▶ Goal:
Format the stretch of the material below, from the line containing "Spot the suit jacket lapel" through the line containing "x=220, y=588", as a Markdown table. Use the columns Row and Text, give each line a row number, and skip any blank lines.

▶ Records for processing:
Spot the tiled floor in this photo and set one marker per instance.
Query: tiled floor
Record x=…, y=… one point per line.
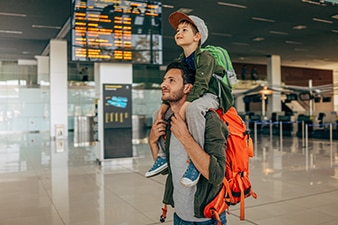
x=41, y=185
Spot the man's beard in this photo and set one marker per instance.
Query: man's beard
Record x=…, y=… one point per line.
x=173, y=97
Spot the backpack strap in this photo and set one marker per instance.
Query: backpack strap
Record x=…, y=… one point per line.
x=164, y=213
x=219, y=80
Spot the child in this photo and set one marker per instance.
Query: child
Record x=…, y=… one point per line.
x=191, y=33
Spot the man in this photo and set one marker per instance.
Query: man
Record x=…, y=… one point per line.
x=189, y=202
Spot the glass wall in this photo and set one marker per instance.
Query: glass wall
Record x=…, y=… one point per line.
x=25, y=106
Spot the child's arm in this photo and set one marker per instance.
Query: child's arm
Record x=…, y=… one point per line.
x=163, y=109
x=183, y=110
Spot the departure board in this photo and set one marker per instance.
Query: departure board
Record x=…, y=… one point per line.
x=117, y=31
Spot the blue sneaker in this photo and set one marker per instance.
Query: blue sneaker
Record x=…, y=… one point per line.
x=191, y=176
x=159, y=165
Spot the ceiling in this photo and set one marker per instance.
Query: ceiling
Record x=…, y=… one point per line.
x=249, y=30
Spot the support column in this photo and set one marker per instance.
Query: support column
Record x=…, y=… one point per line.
x=58, y=87
x=274, y=79
x=43, y=68
x=335, y=96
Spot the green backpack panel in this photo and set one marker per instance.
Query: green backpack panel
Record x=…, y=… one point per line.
x=223, y=59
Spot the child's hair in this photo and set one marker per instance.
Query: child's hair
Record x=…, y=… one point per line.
x=197, y=23
x=187, y=75
x=194, y=28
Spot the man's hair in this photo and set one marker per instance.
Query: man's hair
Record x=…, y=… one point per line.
x=187, y=75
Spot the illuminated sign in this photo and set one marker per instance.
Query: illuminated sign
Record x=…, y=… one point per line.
x=117, y=31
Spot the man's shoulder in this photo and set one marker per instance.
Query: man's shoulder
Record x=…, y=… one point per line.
x=212, y=116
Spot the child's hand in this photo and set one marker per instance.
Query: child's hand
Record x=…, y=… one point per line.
x=183, y=110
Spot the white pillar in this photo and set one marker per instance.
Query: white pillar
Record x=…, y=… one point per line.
x=335, y=96
x=274, y=79
x=43, y=68
x=58, y=86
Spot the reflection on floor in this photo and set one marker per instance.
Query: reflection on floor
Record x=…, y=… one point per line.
x=49, y=183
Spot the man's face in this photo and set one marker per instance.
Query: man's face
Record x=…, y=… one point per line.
x=172, y=86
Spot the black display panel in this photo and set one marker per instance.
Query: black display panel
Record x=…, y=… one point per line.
x=117, y=31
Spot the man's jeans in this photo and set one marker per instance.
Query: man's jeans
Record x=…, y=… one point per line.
x=179, y=221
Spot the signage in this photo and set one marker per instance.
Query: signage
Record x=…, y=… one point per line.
x=117, y=31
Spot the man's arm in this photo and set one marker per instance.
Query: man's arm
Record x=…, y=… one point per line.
x=212, y=156
x=157, y=130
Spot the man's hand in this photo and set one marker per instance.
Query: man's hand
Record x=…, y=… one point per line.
x=158, y=129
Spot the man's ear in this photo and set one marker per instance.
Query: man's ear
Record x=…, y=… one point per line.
x=187, y=88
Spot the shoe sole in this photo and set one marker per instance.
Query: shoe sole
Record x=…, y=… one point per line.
x=188, y=183
x=157, y=171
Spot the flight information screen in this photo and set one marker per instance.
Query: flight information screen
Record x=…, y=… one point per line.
x=117, y=31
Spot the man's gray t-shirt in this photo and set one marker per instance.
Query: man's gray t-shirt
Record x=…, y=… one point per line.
x=183, y=196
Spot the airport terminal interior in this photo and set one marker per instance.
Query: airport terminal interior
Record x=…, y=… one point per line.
x=90, y=169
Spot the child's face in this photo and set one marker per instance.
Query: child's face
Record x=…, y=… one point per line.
x=186, y=35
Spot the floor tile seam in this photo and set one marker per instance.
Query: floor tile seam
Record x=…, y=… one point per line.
x=290, y=199
x=49, y=196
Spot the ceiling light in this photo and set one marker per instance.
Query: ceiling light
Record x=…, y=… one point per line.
x=278, y=32
x=335, y=16
x=299, y=27
x=258, y=39
x=221, y=34
x=168, y=6
x=240, y=43
x=300, y=50
x=232, y=5
x=293, y=42
x=46, y=27
x=12, y=14
x=11, y=31
x=185, y=10
x=312, y=2
x=321, y=20
x=263, y=19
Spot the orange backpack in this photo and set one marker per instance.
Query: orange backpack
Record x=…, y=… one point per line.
x=236, y=183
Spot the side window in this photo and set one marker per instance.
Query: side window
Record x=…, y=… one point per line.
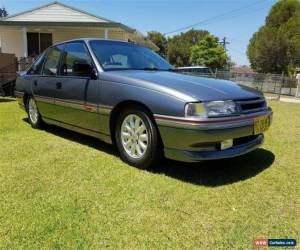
x=76, y=60
x=36, y=67
x=52, y=61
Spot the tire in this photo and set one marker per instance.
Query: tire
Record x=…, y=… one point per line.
x=34, y=117
x=139, y=146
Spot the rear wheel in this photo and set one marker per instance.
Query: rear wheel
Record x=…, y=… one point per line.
x=34, y=116
x=137, y=138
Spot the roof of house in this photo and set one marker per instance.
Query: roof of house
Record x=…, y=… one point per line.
x=57, y=14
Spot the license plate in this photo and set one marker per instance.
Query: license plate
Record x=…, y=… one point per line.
x=261, y=124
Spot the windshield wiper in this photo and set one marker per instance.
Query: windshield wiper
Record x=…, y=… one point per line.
x=148, y=68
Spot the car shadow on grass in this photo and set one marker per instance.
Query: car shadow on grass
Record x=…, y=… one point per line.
x=218, y=172
x=79, y=138
x=2, y=100
x=207, y=173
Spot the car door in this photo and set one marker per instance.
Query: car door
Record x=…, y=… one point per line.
x=44, y=78
x=76, y=92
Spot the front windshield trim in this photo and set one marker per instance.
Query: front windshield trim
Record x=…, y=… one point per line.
x=156, y=59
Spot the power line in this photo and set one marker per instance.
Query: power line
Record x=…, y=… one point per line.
x=235, y=11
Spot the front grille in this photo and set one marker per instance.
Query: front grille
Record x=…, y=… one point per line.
x=251, y=105
x=243, y=140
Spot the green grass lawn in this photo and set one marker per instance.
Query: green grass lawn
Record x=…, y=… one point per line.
x=63, y=190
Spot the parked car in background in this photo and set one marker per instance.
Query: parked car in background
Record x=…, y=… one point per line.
x=201, y=70
x=128, y=95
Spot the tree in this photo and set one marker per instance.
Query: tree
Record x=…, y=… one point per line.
x=209, y=52
x=160, y=41
x=179, y=46
x=274, y=48
x=3, y=12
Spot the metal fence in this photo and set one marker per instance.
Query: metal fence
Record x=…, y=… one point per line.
x=267, y=83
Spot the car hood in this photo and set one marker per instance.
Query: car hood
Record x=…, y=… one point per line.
x=199, y=88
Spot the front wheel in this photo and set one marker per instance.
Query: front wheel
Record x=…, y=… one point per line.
x=137, y=138
x=34, y=116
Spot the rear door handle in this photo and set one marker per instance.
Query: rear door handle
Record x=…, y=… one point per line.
x=58, y=85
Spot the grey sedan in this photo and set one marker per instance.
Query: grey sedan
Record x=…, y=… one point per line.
x=127, y=95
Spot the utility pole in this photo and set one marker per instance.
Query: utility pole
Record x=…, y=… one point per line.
x=224, y=43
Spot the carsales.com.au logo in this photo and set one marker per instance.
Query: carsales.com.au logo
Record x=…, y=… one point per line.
x=274, y=243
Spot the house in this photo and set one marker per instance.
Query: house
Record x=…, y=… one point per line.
x=28, y=33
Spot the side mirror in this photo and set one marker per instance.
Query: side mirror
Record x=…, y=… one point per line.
x=94, y=74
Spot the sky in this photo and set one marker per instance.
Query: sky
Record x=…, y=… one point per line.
x=236, y=20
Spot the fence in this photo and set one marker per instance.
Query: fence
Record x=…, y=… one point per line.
x=267, y=83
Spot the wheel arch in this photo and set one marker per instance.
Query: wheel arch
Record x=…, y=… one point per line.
x=123, y=105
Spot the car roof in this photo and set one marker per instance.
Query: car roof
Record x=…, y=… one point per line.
x=193, y=67
x=89, y=39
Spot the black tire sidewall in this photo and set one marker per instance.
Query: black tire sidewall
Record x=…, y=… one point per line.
x=152, y=154
x=39, y=122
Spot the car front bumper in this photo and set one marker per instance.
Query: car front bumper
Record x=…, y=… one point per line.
x=193, y=140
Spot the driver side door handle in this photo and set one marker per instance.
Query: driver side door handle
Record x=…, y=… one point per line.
x=58, y=85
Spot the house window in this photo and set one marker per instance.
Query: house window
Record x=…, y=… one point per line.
x=38, y=42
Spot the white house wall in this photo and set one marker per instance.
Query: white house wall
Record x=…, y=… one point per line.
x=55, y=13
x=12, y=40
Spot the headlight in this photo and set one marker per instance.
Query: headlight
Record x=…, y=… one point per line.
x=195, y=109
x=211, y=109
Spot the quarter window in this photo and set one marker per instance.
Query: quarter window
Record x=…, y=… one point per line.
x=52, y=61
x=76, y=60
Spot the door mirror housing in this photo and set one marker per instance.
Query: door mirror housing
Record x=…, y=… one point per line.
x=94, y=73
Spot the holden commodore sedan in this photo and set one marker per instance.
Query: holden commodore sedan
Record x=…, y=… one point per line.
x=127, y=95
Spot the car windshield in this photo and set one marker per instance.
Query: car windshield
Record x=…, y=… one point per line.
x=114, y=55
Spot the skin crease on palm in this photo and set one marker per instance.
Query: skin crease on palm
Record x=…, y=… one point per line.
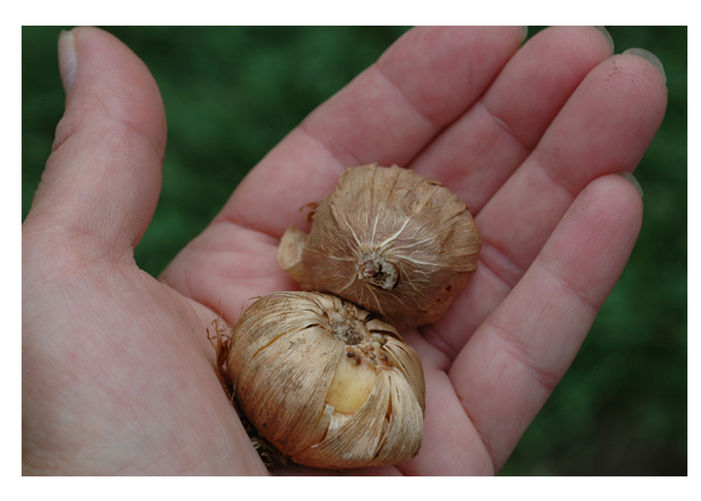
x=118, y=375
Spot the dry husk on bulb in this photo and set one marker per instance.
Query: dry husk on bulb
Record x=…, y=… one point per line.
x=326, y=383
x=389, y=240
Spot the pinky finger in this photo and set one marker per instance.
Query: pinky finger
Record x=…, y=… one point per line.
x=507, y=370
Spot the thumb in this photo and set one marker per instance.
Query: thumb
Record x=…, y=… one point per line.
x=101, y=183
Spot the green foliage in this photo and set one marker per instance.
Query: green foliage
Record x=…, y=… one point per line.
x=232, y=93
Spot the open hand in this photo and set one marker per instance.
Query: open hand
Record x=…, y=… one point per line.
x=118, y=374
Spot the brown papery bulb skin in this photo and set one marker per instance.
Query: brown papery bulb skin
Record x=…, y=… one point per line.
x=389, y=240
x=326, y=383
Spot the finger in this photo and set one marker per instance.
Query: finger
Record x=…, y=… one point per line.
x=101, y=182
x=477, y=153
x=387, y=115
x=605, y=127
x=508, y=368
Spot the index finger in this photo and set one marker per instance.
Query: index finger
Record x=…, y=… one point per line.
x=387, y=114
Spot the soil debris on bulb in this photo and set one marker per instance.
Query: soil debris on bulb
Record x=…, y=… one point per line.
x=325, y=383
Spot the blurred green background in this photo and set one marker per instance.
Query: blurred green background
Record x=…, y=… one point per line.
x=232, y=93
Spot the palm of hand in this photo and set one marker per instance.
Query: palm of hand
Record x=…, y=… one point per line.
x=117, y=371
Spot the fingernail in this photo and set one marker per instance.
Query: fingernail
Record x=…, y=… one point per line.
x=630, y=177
x=525, y=33
x=608, y=36
x=67, y=59
x=649, y=56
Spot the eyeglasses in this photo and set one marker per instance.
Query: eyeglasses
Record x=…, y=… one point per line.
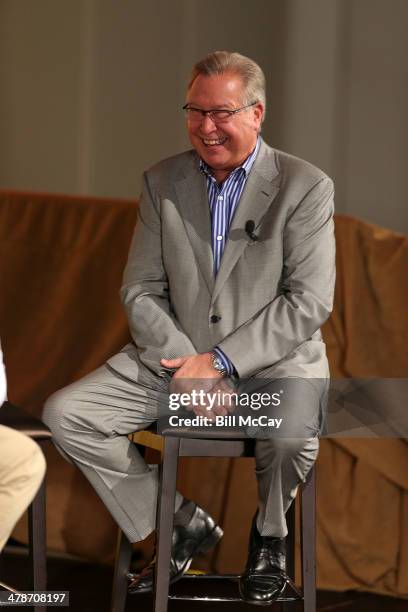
x=221, y=115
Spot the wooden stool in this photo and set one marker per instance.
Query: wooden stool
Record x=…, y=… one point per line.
x=182, y=443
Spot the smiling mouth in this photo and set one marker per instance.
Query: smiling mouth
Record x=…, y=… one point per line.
x=211, y=142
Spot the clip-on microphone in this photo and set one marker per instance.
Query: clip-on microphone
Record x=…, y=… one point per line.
x=249, y=230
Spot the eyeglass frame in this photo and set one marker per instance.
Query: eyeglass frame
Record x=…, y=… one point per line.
x=210, y=112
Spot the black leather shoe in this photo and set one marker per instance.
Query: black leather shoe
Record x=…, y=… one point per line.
x=264, y=579
x=200, y=534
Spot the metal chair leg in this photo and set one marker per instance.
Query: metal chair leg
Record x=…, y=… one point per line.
x=308, y=519
x=37, y=542
x=165, y=516
x=122, y=564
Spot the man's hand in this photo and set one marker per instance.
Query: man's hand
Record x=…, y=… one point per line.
x=196, y=373
x=192, y=366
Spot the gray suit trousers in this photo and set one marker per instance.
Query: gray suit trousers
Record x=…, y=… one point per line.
x=90, y=420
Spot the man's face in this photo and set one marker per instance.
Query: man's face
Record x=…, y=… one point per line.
x=223, y=146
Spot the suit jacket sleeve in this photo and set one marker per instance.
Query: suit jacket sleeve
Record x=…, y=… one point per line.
x=145, y=293
x=307, y=288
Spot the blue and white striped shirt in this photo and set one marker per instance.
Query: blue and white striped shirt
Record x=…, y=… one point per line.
x=223, y=200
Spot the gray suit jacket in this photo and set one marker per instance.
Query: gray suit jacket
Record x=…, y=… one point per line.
x=271, y=295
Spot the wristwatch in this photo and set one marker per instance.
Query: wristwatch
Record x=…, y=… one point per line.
x=217, y=364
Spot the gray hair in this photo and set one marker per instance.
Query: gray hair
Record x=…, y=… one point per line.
x=221, y=62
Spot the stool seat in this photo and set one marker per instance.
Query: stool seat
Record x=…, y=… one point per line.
x=18, y=419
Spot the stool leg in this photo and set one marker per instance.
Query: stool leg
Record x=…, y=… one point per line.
x=122, y=564
x=165, y=516
x=290, y=550
x=290, y=541
x=37, y=542
x=308, y=518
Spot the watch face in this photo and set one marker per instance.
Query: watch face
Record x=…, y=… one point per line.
x=218, y=365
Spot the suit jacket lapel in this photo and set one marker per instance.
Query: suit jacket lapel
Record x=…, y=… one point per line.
x=260, y=190
x=195, y=212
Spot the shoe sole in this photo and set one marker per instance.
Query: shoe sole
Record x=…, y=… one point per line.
x=209, y=542
x=259, y=602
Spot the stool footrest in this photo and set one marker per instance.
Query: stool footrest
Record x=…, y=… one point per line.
x=220, y=588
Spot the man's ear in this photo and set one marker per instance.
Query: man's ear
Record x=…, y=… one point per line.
x=258, y=115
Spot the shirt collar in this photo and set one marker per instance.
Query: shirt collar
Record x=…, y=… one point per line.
x=246, y=166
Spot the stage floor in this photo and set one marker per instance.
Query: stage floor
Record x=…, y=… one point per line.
x=90, y=584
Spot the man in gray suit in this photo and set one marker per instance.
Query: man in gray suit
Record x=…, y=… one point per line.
x=230, y=276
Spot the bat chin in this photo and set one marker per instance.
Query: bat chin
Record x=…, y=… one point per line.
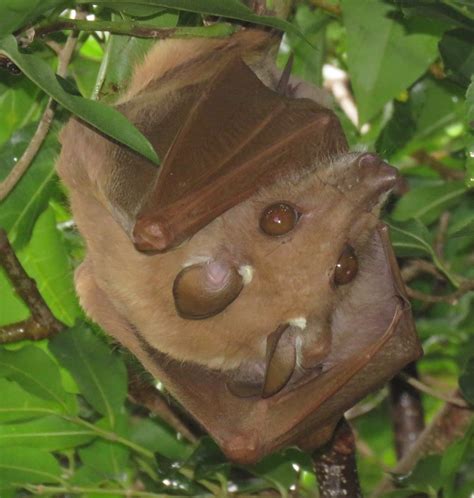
x=287, y=363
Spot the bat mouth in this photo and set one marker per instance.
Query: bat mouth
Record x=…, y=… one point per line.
x=282, y=371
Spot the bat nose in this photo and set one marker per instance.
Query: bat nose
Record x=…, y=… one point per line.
x=381, y=176
x=367, y=180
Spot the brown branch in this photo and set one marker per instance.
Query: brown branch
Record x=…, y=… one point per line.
x=465, y=287
x=335, y=465
x=364, y=407
x=421, y=386
x=423, y=157
x=406, y=410
x=449, y=424
x=440, y=239
x=20, y=168
x=417, y=267
x=42, y=321
x=334, y=10
x=143, y=393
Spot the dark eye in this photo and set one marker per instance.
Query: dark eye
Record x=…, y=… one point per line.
x=347, y=266
x=278, y=219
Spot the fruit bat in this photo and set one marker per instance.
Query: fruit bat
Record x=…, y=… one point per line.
x=250, y=272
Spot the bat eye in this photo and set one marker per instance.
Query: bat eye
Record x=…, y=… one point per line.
x=278, y=219
x=204, y=290
x=347, y=266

▶ Exercise answer:
| Row | Text |
|---|---|
| 1 | Spot the suit jacket lapel in this photo and set one marker per instance. |
| 2 | Query: suit jacket lapel |
| 3 | Record x=…, y=… one point per line. |
| 4 | x=260, y=190 |
| 5 | x=195, y=212 |
| 6 | Spot the shoe sole in this photo and set one marker per instance. |
| 7 | Query: shoe sole |
| 8 | Record x=…, y=… one point per line. |
| 9 | x=209, y=542 |
| 10 | x=259, y=602 |
| 11 | Spot the stool footrest in this photo and set one marker per instance. |
| 12 | Query: stool footrest |
| 13 | Record x=…, y=… one point per line. |
| 14 | x=220, y=588 |